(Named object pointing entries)
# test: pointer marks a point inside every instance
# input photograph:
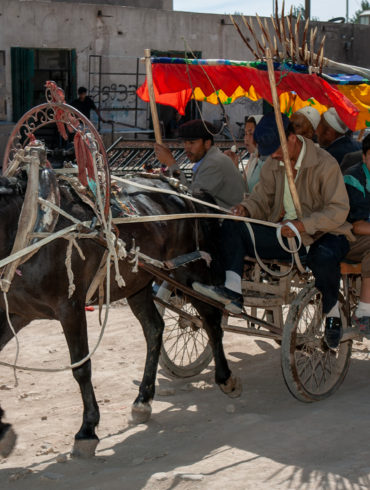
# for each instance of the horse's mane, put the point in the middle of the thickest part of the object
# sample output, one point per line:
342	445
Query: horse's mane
10	204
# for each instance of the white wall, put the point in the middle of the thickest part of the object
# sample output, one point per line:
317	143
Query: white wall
120	35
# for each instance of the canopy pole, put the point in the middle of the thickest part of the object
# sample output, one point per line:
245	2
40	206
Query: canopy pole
153	106
284	145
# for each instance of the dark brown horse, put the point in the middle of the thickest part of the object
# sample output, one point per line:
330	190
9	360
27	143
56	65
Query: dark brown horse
40	291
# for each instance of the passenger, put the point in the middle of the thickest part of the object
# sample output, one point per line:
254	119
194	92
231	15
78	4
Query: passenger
251	166
305	122
331	134
256	161
325	207
213	172
358	187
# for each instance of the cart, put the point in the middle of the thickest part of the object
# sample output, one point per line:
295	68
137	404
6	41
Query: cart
286	309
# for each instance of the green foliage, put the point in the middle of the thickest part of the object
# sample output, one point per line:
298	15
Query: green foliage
365	5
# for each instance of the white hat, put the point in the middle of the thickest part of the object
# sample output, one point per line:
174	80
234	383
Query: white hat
334	121
312	115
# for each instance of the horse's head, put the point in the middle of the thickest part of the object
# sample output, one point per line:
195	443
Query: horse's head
11	199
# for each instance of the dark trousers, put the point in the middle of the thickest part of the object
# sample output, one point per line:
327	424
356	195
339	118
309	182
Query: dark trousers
323	258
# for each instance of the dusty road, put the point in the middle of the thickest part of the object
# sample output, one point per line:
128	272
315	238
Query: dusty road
197	437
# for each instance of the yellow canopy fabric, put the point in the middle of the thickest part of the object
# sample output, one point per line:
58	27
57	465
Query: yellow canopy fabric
359	95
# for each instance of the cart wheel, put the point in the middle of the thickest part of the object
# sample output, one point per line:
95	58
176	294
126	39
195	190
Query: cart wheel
185	350
311	370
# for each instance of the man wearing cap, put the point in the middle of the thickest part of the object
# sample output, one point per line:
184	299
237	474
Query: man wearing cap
331	136
305	121
213	172
323	228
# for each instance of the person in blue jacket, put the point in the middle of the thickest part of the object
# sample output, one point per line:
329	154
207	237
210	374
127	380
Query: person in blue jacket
357	181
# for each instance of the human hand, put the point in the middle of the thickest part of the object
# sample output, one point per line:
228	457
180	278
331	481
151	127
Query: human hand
164	155
287	232
239	210
234	157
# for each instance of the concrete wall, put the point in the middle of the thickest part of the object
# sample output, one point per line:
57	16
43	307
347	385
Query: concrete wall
346	43
153	4
121	33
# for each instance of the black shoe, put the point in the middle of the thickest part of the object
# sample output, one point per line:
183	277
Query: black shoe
333	331
233	301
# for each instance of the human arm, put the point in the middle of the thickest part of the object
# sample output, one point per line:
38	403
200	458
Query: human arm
361	227
233	156
94	108
332	206
259	202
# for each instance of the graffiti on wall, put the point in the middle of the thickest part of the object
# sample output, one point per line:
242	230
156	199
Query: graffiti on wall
114	94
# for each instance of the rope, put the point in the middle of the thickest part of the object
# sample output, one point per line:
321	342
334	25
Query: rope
15	336
41	243
68	262
75	365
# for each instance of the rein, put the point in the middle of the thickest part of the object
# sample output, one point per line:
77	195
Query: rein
112	253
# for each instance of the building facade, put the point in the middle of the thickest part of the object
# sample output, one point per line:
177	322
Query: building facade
98	45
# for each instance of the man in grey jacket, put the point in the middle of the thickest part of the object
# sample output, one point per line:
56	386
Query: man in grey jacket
213	172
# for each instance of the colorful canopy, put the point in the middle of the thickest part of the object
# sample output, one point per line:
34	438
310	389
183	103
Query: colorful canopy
177	80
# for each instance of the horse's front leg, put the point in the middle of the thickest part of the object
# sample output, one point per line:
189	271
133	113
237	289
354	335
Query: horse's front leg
143	307
228	383
7	437
73	319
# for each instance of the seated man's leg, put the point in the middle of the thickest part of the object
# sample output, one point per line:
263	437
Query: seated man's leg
236	243
324	260
360	252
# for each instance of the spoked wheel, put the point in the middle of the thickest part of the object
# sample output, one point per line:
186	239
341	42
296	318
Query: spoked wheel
311	370
185	350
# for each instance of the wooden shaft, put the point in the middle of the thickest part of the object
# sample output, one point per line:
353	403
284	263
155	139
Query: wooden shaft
284	145
153	107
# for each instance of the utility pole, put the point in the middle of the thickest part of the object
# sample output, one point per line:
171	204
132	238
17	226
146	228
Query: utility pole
307	9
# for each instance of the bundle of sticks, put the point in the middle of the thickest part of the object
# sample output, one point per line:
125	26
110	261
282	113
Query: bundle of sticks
287	41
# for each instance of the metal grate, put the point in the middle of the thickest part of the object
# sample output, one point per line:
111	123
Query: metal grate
138	156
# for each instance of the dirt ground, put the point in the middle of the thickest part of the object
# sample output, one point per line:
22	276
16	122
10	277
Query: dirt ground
197	437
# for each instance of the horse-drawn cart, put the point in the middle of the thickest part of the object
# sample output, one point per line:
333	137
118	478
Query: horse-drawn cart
286	309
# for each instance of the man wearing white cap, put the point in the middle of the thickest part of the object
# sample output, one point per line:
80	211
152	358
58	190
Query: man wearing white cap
331	134
305	121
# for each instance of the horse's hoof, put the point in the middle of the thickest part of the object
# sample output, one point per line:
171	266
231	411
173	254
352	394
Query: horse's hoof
141	412
7	440
84	448
233	387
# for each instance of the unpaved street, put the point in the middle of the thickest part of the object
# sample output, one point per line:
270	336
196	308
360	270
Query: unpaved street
197	438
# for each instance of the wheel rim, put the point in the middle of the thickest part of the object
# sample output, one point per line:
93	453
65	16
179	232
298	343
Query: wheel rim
183	341
316	367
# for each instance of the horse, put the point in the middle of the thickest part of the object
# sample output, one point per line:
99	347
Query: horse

# Problem details:
Copy out all the data without changing anything, and drop the pictures.

# Complete output:
# test: pointer marks a point inside every instance
# input photograph:
# for each instance of the horse's mane, put the point in the middle of the thickest part of the object
# sample output, one point per line:
342	445
Query: horse's mane
10	204
# for each instance of the white wall, put the point in the middle of the thickest part of the object
# sample output, one point per line:
317	143
Query: white wall
120	35
# for each instance of the canopy pole, put the point in the middle of the thickest part of the object
# sample output, one point per line:
245	2
40	206
Query: canopy pole
153	106
284	145
# for each instance of the dark brown horse, put the point in the middle of the thickest part of the object
# sample output, one point per line:
330	190
9	360
27	143
56	65
Query: dark brown horse
40	291
# for each instance of the passenger, put the point in the middle of the thickest part of the object
# sample output, one point per line:
254	119
194	92
231	15
78	4
Query: passenger
251	166
305	122
331	134
256	161
325	207
213	172
358	187
# for each instance of the cart, put the point in the middle of the thickest part of the object
# sample output, one point per line:
295	68
137	404
6	41
Query: cart
286	309
# for each instance of the green foliage, put the point in the middle of the thickest part of the object
# sample output, one point per line:
298	15
Query: green foliage
365	5
# for each instance of the white hat, put the point in the middle of the thickest part of the object
# sample output, one point per line:
174	80
234	383
Query: white hat
334	121
312	115
# for each instance of the horse's head, put the point in the middle of the thickest part of the object
# sample output, one point per line:
195	443
Query: horse's head
11	199
# for each instance of the dark trousers, put the point in the middle of the thickest part of the object
# sample output, one point per line:
327	424
356	195
339	118
309	182
Query: dark trousers
323	258
# for each instance of the dusty road, put the point in the middle of the thickest part of the object
# sample output, one point per line:
128	272
315	238
Query: dusty road
197	437
# for each instance of the yellow canopy fabric, put the point in the middle of the thickest part of the object
# sample output, one point per line:
58	27
57	465
Query: yellow canopy fabric
359	95
# for each instance of the cart wheel, put the point in the middle of the thickest part of the object
# sample output, one point per line:
95	58
176	294
126	39
195	190
Query: cart wheel
185	350
311	370
# for each instance of the man wearing cap, put the point in the middle of the thickest part of the object
# sample output, one point per line:
184	299
237	474
Query: man wearing cap
331	136
305	121
213	172
323	228
# for each instance of the person in blue jacket, put the point in the middle of the thickest part of the object
# sample output, one point per line:
329	154
207	237
210	374
127	380
Query: person in blue jacket
357	181
# for each instance of the human hand, put the point in the middle of the thickest part of the object
# sample output, one point per line:
228	457
180	278
331	481
151	127
Query: human hand
164	155
287	232
239	210
234	157
# for each instance of the concrete wall, put the point in the middle of the thickest part of the object
# sample output, one point per line:
57	16
43	307
347	385
Query: concrete wall
346	43
153	4
121	33
# for each instance of the black shoe, put the point in the middle of the thickest part of the object
# sample output, one point per line:
183	277
Query: black shoe
333	331
233	301
# for each instance of the human arm, put the point in the middle of the thickest part of the object
# sample output, one point per line:
38	403
200	458
Query: human arm
361	227
233	156
94	108
332	206
259	202
# for each instance of the graffiti on wall, put the point in the middle of the thickest part of the object
# sample output, one point per line:
242	230
156	199
Query: graffiti on wall
114	94
# for each instance of the rope, put the point in the middle of the thickest part of the object
# sample output, one point per line:
321	342
334	25
Query: rope
15	336
41	243
68	262
75	365
# for each instance of the rein, put the point in the middle of the thickest part of the object
# sample output, one point per line:
77	195
Query: rein
112	253
# for each instance of the building facade, put the point in the middle of the thickest part of the object
# sample output, one point per line:
177	322
Query: building facade
98	45
# for each instance of the man in grey jacket, put the point in the middle of the thickest part of the object
# sample output, one point per line:
56	386
Query: man in grey jacket
213	172
# for each instance of the colorful canopy, put the point in the middle of the thickest part of the object
# sample output, one point per line:
34	438
310	389
183	103
Query: colorful canopy
177	80
# for each instance of the horse's front leg, put the point in the middle of the thickest part of the object
# sample output, one point per line:
189	271
133	113
237	289
354	335
Query: horse's front leg
143	307
228	383
7	437
73	319
# for each instance of the seated man's leg, put the point in the middle of the thickest part of the object
# sample output, one point per line:
263	437
Query: seated man's leg
236	243
324	260
360	252
# for each instance of the spoked wheel, put the point in the middle of the thickest part of the object
# sample output, one point per line:
186	239
341	42
296	318
Query: spoked wheel
311	370
185	350
# for each instance of the wooden shaft, put the point in the middle of the thickest part of the object
# sample output, one point per line:
353	403
284	263
155	139
Query: wooden shaft
284	145
153	107
# for each instance of the utility pole, put the point in the middle of the thickest part of the object
# sample output, one point per line:
171	204
132	238
17	226
146	228
Query: utility pole
307	9
# for each instance of the bundle of sticks, put the point in the middle of the thickest part of the object
# sample output, one point per line:
125	26
110	261
282	113
Query: bundle of sticks
287	41
# for each instance of the metal grate, put the point in the middle of the thickest part of the object
# sample output, one point per line:
111	123
Query: metal grate
138	156
# for each instance of the dirt ground, put the point in the middle of the thickest part of the object
# sample output, one point per line:
22	276
16	122
10	277
Query: dirt ground
197	437
# for each instance of the horse-drawn cart, put the point in the middle of the thickest part of the object
# sample output, one point per line:
333	137
118	478
Query: horse-drawn cart
286	309
# for each instance of the man wearing white cap, put the point in the middle of the thickest part of the object
# sample output, one point per line:
80	211
152	358
58	190
Query: man wearing white cap
331	134
305	121
# for each instance of the horse's hoof, put the point in the middle of the thickest part of the object
# sample output, one point per line:
171	266
231	411
173	254
352	394
Query: horse's hoof
141	412
7	440
84	448
233	387
# for each instance of the unpaved street, put the point in the middle of the thickest part of the object
# sample output, one point per line:
270	336
196	308
360	270
Query: unpaved street
197	438
# for each instance of the wheel rim, put the point in the middle of the thickest part of the object
# sample output, one point per line:
93	453
65	16
179	232
298	343
Query: wheel rim
183	341
316	367
# for each instance of the horse, put the point in the middle of the thickest part of the object
# sample output, one point per line:
99	347
Query: horse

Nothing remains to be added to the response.